-------- Data records --------
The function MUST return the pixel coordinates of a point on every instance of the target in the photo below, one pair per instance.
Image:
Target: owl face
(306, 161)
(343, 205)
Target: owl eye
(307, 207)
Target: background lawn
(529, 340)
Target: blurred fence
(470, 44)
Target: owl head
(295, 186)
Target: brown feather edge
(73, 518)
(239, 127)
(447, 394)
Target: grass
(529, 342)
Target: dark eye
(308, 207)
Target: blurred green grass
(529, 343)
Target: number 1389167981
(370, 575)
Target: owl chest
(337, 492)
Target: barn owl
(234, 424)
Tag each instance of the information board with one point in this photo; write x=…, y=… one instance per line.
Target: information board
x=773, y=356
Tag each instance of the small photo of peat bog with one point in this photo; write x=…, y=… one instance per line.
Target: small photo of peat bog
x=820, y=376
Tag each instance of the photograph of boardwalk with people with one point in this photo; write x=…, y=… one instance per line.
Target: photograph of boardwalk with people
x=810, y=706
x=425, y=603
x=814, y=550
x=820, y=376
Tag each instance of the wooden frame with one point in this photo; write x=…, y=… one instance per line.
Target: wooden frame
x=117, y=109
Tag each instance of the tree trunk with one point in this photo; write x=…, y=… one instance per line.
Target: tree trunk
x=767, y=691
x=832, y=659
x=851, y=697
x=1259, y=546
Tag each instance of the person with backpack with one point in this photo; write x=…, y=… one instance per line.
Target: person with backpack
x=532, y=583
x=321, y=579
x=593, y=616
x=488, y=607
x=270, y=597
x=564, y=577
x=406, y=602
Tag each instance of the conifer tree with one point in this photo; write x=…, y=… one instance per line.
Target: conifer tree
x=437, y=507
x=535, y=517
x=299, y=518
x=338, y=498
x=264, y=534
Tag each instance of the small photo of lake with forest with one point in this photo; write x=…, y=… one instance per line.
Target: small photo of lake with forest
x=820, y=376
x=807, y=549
--------
Find "Tag each instance of the photograph" in the records above. Repeat its line and every later line exactly, through the last one.

Tag each instance of the photograph of boardwalk with people with one point in this photo; write x=…, y=… one instance per line.
Target: photograph of boardwalk with people
x=810, y=706
x=425, y=603
x=814, y=550
x=820, y=376
Tag each instance of the wooden frame with one point in this photo; write x=…, y=… one instance per line.
Target: wooden frame
x=117, y=109
Tag each instance of the tree trunk with one point in this photo; write x=…, y=… one instance per line.
Target: tree trunk
x=767, y=691
x=832, y=659
x=851, y=697
x=1259, y=546
Tag each instance of the person with backpack with one point in this photo; write x=…, y=… one instance per line.
Target: person with backpack
x=532, y=583
x=321, y=579
x=593, y=616
x=488, y=607
x=270, y=597
x=564, y=577
x=406, y=602
Tag each instance of the conifer tree with one point in this photo; write x=…, y=… one instance per line.
Target: conifer tree
x=437, y=507
x=535, y=517
x=299, y=518
x=338, y=498
x=264, y=534
Tag each instance of the small photo of lake with forest with one point in this photo; write x=…, y=… one instance per line.
Target: small photo of lake with forest
x=820, y=376
x=807, y=549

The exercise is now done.